## [Short task]
Find "Where can the paved" in the data below; transcribe the line it appears on and each line after it, exactly, to the end, and nothing else.

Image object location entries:
====
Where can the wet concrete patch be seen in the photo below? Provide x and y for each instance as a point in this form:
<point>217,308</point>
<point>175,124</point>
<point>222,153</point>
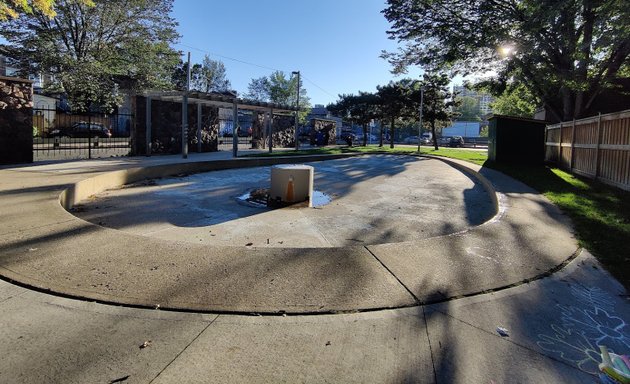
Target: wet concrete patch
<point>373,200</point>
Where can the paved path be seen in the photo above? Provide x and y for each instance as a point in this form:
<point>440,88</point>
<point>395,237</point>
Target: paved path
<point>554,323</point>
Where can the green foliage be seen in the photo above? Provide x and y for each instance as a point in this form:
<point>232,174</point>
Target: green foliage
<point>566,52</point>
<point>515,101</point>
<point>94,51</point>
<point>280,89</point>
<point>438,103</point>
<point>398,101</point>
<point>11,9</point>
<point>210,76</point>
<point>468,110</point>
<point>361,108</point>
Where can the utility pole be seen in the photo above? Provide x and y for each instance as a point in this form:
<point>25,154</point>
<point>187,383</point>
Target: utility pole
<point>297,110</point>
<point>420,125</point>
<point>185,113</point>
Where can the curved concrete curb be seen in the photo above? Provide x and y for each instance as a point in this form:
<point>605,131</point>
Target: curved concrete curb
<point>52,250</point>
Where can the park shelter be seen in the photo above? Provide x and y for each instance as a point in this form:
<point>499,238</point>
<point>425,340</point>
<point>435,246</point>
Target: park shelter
====
## [Result for this task]
Where can the paved path be seen in the photo above? Provide x and y for each instance as a point in this form:
<point>440,88</point>
<point>395,237</point>
Target: paved path
<point>554,323</point>
Where can the green foliage be seen in the photo above? Provide x and y for each instance as a point in this form:
<point>232,174</point>
Target: green foliage
<point>566,52</point>
<point>515,101</point>
<point>94,51</point>
<point>280,89</point>
<point>438,103</point>
<point>398,101</point>
<point>11,9</point>
<point>210,76</point>
<point>468,110</point>
<point>361,108</point>
Where can the utility pole be seen in the photo above? Provide x and y for each instance as a point in this form:
<point>25,154</point>
<point>187,383</point>
Target: utility pole
<point>297,110</point>
<point>420,125</point>
<point>185,113</point>
Where can the curved concrete curb be seen in the photo above? Provide x and y for each instance as a point in this form:
<point>605,131</point>
Target: curved concrete curb
<point>52,250</point>
Where can the park shelter be seen in the photo above? Provide x and y for each instance as a point in this form:
<point>499,238</point>
<point>425,340</point>
<point>435,246</point>
Target: park shelter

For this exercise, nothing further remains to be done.